Entries from a pointing dataset:
-- Start --

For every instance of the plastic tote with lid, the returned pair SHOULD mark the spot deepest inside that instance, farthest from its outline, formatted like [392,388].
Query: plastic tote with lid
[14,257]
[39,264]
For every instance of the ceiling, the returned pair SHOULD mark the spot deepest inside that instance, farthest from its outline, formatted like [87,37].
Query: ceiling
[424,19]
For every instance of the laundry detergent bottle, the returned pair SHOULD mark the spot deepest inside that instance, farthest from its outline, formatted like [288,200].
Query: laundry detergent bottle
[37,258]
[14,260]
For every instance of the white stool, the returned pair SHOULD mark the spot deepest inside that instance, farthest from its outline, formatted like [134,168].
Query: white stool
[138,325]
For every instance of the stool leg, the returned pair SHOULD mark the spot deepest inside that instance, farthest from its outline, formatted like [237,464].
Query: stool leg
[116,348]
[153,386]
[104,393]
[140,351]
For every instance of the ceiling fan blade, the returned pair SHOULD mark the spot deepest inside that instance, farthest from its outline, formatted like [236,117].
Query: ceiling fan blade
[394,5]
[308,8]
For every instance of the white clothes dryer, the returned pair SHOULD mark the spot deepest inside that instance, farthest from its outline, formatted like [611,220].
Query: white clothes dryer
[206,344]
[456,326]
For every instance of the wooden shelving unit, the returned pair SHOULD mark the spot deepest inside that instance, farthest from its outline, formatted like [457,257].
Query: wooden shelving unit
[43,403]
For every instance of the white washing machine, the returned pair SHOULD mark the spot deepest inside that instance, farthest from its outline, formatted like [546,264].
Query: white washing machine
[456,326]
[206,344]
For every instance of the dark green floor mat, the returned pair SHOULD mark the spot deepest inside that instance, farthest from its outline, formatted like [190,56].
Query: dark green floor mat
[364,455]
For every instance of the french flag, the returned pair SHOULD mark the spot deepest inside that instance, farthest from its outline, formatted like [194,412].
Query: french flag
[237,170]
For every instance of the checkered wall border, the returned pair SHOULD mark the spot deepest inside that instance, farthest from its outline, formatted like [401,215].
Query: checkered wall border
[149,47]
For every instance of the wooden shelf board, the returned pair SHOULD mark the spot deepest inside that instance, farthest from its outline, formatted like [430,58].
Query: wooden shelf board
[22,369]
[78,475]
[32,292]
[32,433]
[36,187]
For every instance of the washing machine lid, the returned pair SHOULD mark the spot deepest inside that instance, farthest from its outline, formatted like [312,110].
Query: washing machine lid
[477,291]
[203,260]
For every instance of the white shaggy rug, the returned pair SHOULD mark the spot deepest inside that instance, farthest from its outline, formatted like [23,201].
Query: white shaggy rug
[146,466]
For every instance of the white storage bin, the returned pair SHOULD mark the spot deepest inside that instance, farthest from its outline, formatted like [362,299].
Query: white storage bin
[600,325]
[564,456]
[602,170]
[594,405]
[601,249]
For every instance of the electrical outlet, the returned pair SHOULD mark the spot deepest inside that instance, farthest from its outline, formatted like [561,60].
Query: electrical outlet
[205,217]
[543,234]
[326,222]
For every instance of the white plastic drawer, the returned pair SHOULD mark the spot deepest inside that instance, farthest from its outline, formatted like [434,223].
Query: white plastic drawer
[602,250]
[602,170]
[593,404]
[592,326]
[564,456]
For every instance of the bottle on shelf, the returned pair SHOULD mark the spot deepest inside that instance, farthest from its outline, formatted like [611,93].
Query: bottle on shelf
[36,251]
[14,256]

-- End --

→ **Set task**:
Copy out every line of the items above without any changes.

→ **In response**:
For every instance of the plastic tote with lid, the returned pair SHOULD mark the spot deepest inside that instance, farthest from its outline, formatted like [392,388].
Query: plastic tote with lid
[14,257]
[39,264]
For every instance of the ceiling, the returned pair SHOULD mark the spot deepest inside that instance, farthest from its outline, formatted like [87,37].
Query: ceiling
[424,19]
For every instance of the laundry detergent bottle, the returned pair SHOULD mark the spot deepest inside that instance, farthest from its outline, formatted like [288,200].
Query: laundry detergent bottle
[37,258]
[14,260]
For every instance of the white stool, the returned pair SHOULD mark the spot deepest inside that instance, farthest from its outline, formatted like [134,168].
Query: white stool
[138,325]
For every instance of the stool leg, the returned pair SHOULD mark the spot deepest inside that instance, farthest from its outline, formatted like [237,464].
Query: stool leg
[116,348]
[153,386]
[104,393]
[140,351]
For every instance of the ceiling fan blade, the returned pair SHOULD mark the spot deepest inside that instance, farthest from its outline, formatted like [236,117].
Query: ceiling fan blade
[394,5]
[308,8]
For every instance of the white clothes dryer, the returned pair SHOULD mark the spot deepest inside that instance, farthest from its outline, formatted like [611,220].
Query: white clothes dryer
[206,344]
[456,326]
For every instance of the wooden shelving unit, the returned pair SHOULD mark the spot deepest inside that instance, farthest from its outline, formatted like [457,257].
Query: wooden shelving unit
[43,403]
For every instance of the white washing machine, the returned pair SHOULD mark the spot deepest inside that instance, farthest from its outline, formatted like [546,264].
Query: white washing machine
[456,326]
[206,344]
For every instance of the dark green floor mat, the returned pair SHOULD mark the spot deepest inside that instance, farthest from its outline, formatted like [190,56].
Query: dark green floor mat
[364,455]
For every instance of the french flag, the returned pair SHOULD mark the spot deepest inside that instance, farthest from its outline, formatted like [194,412].
Query: french flag
[237,170]
For every instance of the checkered wall border, the returned pair SHOULD mark the spot deepest inside that instance, farthest from its outline, formatted like [401,215].
Query: checkered wall border
[149,47]
For every instance of the wooden shelf board, the returned pair SHOULD mark the spot deepest inside that instance, farthest from its outline, formatted like [430,58].
Query: wooden shelf board
[22,369]
[78,475]
[32,292]
[32,433]
[36,187]
For every instance of the washing machine lid, the returned pair SHOULD mark the spot deepest inside that instance, farthest from its outline, formatted like [312,110].
Query: washing machine lid
[477,291]
[203,260]
For every instance of the white shaggy rug, the returned pair SHOULD mark the spot deepest inside that instance, farthest from its outline, formatted like [23,201].
Query: white shaggy rug
[146,466]
For every instance of the white storage bin, the returned pair SHOULD mark the spot deepest inside that instance, farthest from its outline, formatted like [362,299].
Query: white storage bin
[600,325]
[564,456]
[602,170]
[594,405]
[601,249]
For every instance of the electrical outlet, the returned pair SHOULD mark the spot deepest inside that instance, farthest from its outline, formatted like [561,60].
Query: electrical outlet
[205,217]
[543,234]
[326,222]
For every instance of the white plastic drawer, the returned pair SHOULD mark the spot deepest inside that instance, farthest from its outline, formatted like [434,223].
Query: white plastic drawer
[602,250]
[602,170]
[593,404]
[592,326]
[564,456]
For every instance of the bottle on shelf, the returned pair SHOULD mark the spot deepest inside that instance, farthest from its outline, formatted like [611,93].
Query: bottle on shelf
[36,251]
[14,256]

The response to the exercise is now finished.